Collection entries

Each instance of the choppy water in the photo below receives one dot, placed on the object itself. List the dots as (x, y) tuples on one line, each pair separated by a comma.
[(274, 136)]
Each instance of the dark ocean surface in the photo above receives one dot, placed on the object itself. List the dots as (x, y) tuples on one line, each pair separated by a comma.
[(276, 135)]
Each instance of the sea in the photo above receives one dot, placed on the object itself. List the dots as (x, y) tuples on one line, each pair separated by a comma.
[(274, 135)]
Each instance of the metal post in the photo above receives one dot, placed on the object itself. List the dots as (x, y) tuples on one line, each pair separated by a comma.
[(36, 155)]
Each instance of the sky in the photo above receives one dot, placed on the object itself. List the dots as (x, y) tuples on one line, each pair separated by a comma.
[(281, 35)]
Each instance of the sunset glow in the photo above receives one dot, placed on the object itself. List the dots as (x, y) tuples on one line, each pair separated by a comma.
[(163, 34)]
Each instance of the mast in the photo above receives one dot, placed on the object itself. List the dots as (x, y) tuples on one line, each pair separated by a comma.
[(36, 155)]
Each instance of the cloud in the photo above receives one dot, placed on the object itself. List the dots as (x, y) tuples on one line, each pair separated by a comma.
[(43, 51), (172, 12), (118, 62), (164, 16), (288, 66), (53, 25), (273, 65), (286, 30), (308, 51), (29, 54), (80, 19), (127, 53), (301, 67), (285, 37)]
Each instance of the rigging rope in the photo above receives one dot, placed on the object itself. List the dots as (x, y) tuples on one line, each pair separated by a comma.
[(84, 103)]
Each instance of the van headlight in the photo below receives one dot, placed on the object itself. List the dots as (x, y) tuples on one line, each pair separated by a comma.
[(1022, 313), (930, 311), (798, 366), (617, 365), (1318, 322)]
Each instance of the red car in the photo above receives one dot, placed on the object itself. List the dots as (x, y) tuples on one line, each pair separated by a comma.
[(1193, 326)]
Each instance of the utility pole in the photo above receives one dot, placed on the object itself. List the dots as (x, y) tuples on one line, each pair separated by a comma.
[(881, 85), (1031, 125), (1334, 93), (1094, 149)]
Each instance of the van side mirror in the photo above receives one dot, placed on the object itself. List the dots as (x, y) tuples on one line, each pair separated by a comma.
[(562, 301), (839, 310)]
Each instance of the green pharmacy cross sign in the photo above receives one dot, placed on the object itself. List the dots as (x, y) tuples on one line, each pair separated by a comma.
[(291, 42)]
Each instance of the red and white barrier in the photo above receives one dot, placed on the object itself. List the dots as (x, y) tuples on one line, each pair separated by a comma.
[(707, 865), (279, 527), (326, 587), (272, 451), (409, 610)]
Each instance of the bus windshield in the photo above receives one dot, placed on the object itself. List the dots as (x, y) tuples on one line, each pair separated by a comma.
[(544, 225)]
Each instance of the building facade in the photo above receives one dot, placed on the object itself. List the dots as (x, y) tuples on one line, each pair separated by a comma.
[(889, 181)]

* [Exercise brief]: Make an exact copy of all the data.

* [Expected output]:
Each instance of the choppy water in the photo below receives one dot, placed on the object itself. List the dots as (x, y) tuples on one line, each pair separated by a comma.
[(274, 136)]
Each instance of the dark ocean surface in the photo above receives one dot, placed on the object itself. List the dots as (x, y) tuples on one line, each pair separated by a comma.
[(276, 135)]
Each instance of the sea in the photo above receives one dot, placed on the object itself. List the dots as (x, y) tuples on one line, each pair separated by a comma.
[(274, 135)]
Each instance of the metal post in the photo above receives one dot, placed on the object itself. List the dots as (x, y) tuples on one line, each pair separated by a comma.
[(36, 155)]
Each instance of the sky in the photo above receives one dot, placed on the object itself. List the dots as (x, y) tuples on one line, each pair separated by a comma.
[(281, 35)]
Each instance of the sunset glow in the photo above receives one dot, placed on the object itself. List the dots as (x, y) tuples on one line, each pair separated by a comma.
[(163, 34)]
Each instance of the mast in the photo above receives one dot, placed on the object itself. List the dots as (x, y) tuples on one line, each pair separated by a comma.
[(36, 155)]
Each instance of the cloud in the photo above receives one dot, placed on the object itself. List the dots as (x, y) tuples on one line, each pair separated by a comma.
[(43, 51), (172, 12), (118, 62), (164, 16), (288, 66), (53, 25), (273, 65), (286, 30), (308, 51), (29, 54), (80, 19), (127, 53), (301, 67), (285, 37)]
Each instance of the rigging rope in the photo above receives one dot, placed on the object itself. List the dots as (x, y) tuples on one line, each pair separated by a comma.
[(84, 103)]
Each instance of the van headlight in the photo below receives one dot, placed on the object itself. List the dots as (x, y) tuples on one line, each pair separated by a comma.
[(1022, 313), (930, 311), (798, 366), (617, 365), (1318, 322)]
Each instance of the red car in the photo above receives one dot, placed on the object itself. List the dots as (x, y) tuples on one line, each pair separated by a comma.
[(1193, 326)]
Each instance of the utility pole in the photo above receives one dot, placed on the object itself. List the dots as (x, y) tuples on one line, each pair separated by a comma.
[(881, 85), (1031, 125), (1334, 93), (1094, 149)]
Each instance of the van side mirror in the photo above receives one dot, placed on the object itself. List the dots as (x, y) tuples on one line, each pair separated by a comma.
[(562, 301), (839, 310)]
Each instance of the green pharmacy cross sign in the photo above receives one dot, placed on the object itself. List the dots as (x, y) tuples on one line, each pair separated by a comma.
[(291, 42)]
Each instance of the red and white barrier in the photo above receives one dot, placed on the object itself. List the dots as (x, y) tuples on one line, each pair separated by a comma.
[(707, 865), (279, 527), (326, 587), (272, 451), (409, 610)]
Each instance of the bus windshield in the photo above receives one dot, placed on the object itself. List the dots as (x, y) tuples on one line, each pair separated by a comma.
[(544, 225)]
Each instance of the building facade in the photo above receives one dot, placed on the object itself. List the dots as (x, y) tuples on one line, each pair separated by a comma.
[(889, 181)]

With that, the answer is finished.